==== Supplied data

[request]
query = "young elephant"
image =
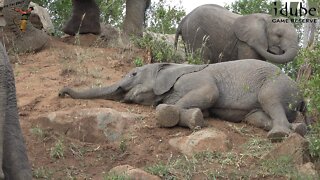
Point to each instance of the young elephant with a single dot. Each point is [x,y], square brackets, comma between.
[255,91]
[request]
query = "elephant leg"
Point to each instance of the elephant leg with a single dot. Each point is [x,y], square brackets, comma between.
[172,115]
[193,102]
[261,120]
[270,99]
[32,39]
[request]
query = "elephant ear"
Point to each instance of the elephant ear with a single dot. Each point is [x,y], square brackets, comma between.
[168,74]
[252,29]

========

What you should do: List every line in the rows above that contains the word "Each".

Solution for this problem:
Point to each instance of the young elephant with a single dot. Each point is [x,y], square brackets, comma between.
Point to each instance of the elephant leg with a single dot. Each point is [x,y], square brackets, comma between.
Point to each instance of the elephant ear with a single dot. Each point is [x,y], square brackets, comma between.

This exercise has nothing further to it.